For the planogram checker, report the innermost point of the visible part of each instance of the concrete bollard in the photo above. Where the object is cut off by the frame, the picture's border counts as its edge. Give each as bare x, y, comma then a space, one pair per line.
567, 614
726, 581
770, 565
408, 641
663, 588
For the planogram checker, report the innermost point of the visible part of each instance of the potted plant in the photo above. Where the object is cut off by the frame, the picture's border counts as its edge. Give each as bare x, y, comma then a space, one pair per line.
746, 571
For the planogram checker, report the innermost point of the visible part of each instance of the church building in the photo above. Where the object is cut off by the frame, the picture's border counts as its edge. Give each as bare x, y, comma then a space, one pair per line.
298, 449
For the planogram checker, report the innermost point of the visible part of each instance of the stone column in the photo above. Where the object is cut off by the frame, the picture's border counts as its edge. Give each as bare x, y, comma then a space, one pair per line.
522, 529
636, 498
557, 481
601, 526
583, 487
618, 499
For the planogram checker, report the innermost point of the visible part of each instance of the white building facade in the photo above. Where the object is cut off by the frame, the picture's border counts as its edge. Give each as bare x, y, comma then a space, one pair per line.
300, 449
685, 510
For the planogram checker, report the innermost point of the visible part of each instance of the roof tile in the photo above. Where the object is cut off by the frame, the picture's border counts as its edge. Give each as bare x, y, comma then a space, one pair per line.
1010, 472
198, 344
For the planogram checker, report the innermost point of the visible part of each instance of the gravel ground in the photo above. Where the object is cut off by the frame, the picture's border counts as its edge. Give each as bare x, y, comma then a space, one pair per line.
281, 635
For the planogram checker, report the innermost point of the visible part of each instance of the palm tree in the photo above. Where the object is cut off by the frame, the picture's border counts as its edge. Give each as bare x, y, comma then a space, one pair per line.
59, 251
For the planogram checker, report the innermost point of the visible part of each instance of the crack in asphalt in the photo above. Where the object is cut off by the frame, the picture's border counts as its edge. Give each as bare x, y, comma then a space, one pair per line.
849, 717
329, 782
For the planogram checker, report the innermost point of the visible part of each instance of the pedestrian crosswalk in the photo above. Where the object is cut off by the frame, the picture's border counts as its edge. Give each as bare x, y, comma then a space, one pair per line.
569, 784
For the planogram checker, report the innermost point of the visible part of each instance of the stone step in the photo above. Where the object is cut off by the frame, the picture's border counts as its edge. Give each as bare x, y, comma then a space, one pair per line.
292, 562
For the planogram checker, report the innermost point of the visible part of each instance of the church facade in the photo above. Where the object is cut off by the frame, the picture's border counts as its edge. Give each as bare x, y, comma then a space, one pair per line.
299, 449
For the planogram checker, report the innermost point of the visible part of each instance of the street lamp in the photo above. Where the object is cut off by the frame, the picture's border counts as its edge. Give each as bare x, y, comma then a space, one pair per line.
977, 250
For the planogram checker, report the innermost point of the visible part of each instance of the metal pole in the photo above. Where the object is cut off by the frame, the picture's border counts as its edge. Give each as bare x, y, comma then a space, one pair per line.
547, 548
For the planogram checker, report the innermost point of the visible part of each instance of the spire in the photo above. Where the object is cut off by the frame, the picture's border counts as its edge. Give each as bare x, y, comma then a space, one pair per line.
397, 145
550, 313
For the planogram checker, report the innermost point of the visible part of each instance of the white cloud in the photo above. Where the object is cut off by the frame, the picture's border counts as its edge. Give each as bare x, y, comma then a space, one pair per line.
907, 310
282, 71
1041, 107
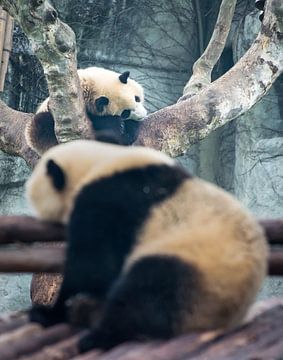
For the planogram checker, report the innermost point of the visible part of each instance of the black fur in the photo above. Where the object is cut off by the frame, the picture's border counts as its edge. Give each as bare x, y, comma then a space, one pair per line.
101, 102
56, 174
147, 302
103, 227
124, 77
125, 131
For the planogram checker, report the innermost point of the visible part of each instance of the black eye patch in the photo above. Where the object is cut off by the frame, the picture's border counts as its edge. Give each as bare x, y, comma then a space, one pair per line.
125, 114
101, 102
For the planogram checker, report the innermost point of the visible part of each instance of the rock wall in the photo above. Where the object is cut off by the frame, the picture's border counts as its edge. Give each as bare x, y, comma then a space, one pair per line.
159, 42
14, 289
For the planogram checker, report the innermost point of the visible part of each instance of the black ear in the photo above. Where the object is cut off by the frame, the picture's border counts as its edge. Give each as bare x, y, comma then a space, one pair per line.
124, 77
57, 175
101, 102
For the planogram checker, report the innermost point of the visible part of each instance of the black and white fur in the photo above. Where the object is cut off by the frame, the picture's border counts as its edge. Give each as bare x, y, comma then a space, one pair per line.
114, 104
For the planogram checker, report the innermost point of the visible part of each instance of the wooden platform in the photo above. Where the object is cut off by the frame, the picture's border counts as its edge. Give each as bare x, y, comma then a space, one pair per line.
261, 337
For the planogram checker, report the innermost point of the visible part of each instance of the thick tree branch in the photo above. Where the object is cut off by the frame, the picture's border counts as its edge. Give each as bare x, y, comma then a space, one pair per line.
203, 67
175, 128
54, 44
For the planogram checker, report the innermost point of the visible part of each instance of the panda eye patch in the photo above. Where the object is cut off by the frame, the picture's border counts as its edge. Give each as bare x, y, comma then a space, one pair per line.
125, 114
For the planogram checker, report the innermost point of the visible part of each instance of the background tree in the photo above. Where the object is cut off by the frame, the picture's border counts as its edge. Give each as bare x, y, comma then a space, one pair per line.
159, 42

- - -

Given request
Reproduce every line above verbatim, from first to last, and omit the pictures from your answer.

Finished task
For the planogram checker, report the innermost point of the visible part of each instance of the concrete bollard in the photo above. Where the object is cut off by the frame, the picture's border counts as its edge. Give each as bare x, y, comma then a space, one pair per line.
567, 614
726, 581
770, 565
408, 641
663, 588
For the planogram checker, report the innermost point of the visible part of each instance of the potted plant in the photo above. Where the object is cut off by the frame, the picture's border counts as its edge. Give each as bare x, y, comma then a space, one pair per line.
746, 571
For the planogram checker, report the innermost point of the visible part of each instance of the church building in the photo above. Where the object is cut off by the frame, the picture's border counts as its edge. Give each as bare x, y, comma then a space, one pair per line.
298, 449
For the planogram checker, report the innermost point of the visible part of each instance of the stone column in the photo above. Where the object is cut off by the frame, the picture's border counts as its edge. Give each as bare x, y, comma then a space, one pair per line.
522, 529
636, 498
557, 481
601, 526
583, 487
618, 499
For the planogram checker, report the innermost point of the visible part of each instance of the white building facade in the photo above. Where the object is cut off by the frame, the picture's border counts as its edge. Give each as bare x, y, comma then a space, one pair per line.
300, 449
685, 510
For the planogram checker, report the innermost point of the visible part of each instance of the roof tile in the photo above. Where the object is cut off by the frame, the picture's border counts as its edge. Give each as bare x, y, comma then a space, one pair per line.
1010, 472
198, 344
For the planogram checker, report the innermost point of the visible part of each instance of the gravel ground in the photo above. Where the object is cut off by the frame, the picture's border counts as its edge. Give each as bare x, y, comma then a space, one pair per line.
281, 635
For the planogram checker, report the innermost point of the visible part of each instance of the palm tree in the photo above. Where the object is cut off by the frame, the picture's border counts as its edge. Give each as bare x, y, comma then a space, one pair per line.
59, 251
For the planogram checker, report the innermost point of the visible part of each instance of the crack in asphalt in the photo above. Where the object is cut off by the frame, the picture's border counts as its edge. Give each as bare x, y, comma then a space, one pair per line.
849, 717
329, 782
For the planogram checker, report the innermost point of the visible part of each instance of the pedestrian crosswalk in the photo above. Where the object is cut off by the frame, the picture's border counts as its edge. Give each as bare x, y, comma then a space, one pair per line.
569, 784
For the planogram checker, report the innermost point of the visible part of each instance of the stone step in the photo above. Where the object is cut off by the frame, the picture's border counts as its edge. Give each as bare x, y, comma then a space, one pair per line.
292, 562
For the planogram checker, report the innermost point of the visible part of each instance of the church facade in the photo above. Where the object is cut off by the frame, the picture's border counts as its edge. Give each as bare x, y, comma then a space, one pair per line.
299, 449
For the planogram checker, report the innermost point of the visible part of each instance of the street lamp in the photo above. Where the object is cut off by the frame, the picture's border counts as its edge. Give each as bare x, y, comma then a space, one pair per line.
977, 250
For the planogram checker, report the innermost point of the visible part of each instance of the metal pole in the photo above. Where the object is cut off by the frame, the picture's border counts as its edge. Give each as bare x, y, comma then a space, one pair per line.
547, 548
For the planogram checker, report the innermost point of the visible part of each instance of the spire in the photo above. Where the object is cut off by the frame, the picture's border counts as its edge. Give each as bare x, y, comma then a space, one pair per line.
397, 145
550, 313
For the planogram checker, report the innermost point of the visible part of each instance of the white cloud in the photo above. Where the object is cut off by the frame, the picture's border counts as its edge. Give each as bare x, y, comma then a space, one pair per line.
907, 310
282, 71
1041, 107
For the planogram checker, report the innermost point of the visible part of each instance of the black fur in the photo above. Where the object is cut off by the frame, the picture's border counts as its edge. Give each as bare x, y, comma then a space, one pair per line.
101, 102
56, 174
147, 302
103, 227
124, 77
125, 131
For the planogram checker, report the innermost point of the visible part of each instance of the black eye patch in the photo above. Where the object is cut off by the frame, the picture's border counts as its edge. Give each as bare x, y, comma then a space, one pair per line.
125, 114
101, 102
For the planogram checker, report the innermost point of the visible part of each instance of the rock wall in the photo above. Where the object is cut off by the frame, the picture's border counts as its edge. Give each as bare x, y, comma then a space, one pair per line.
159, 42
14, 289
For the planogram checker, report the innermost point of the visible part of each instance of the black ear in the photo above. Where the object is cut off by the frame, the picture's border counts as its edge. Give each as bare x, y, comma then a space, one pair per line.
124, 77
57, 175
101, 102
For the planogram checker, report the innermost point of the visible part of each instance of the black and white fur in the photo above. Where the object is cut off by the frame, the picture's border counts as its edge. Give each as bare x, y, comma then a space, one pair per line.
114, 104
For the planogram checker, report the innermost point of the visible part of each instance of the wooden platform in the photo above. Where the object is cut off by the frame, the picture's border counts as its edge. Give each as bare x, y, comma then a space, one pair per line.
261, 337
For the planogram checker, report the innermost point of the visible part of each instance of the thick tree branch in the photo above. Where the object is cut off by the frame, the picture's border counts as its edge. Give each as bare x, y, comma then a space, one pair per line.
203, 67
175, 128
54, 44
For the planogram checker, report the innermost point of the visible part of each instance of the panda eye patch in the photo above. Where the object is cut off by the frame, the picture's border counts as its edge. Give each as bare x, y, comma then a space, one pair per line.
125, 114
For the planogram checker, report the innermost point of the visible part of each instance of the background tree in the photo above. Where the object is cut off by the frame, the picture's border counts as its edge. Give each as bare x, y, comma then a space, one pair per line.
159, 42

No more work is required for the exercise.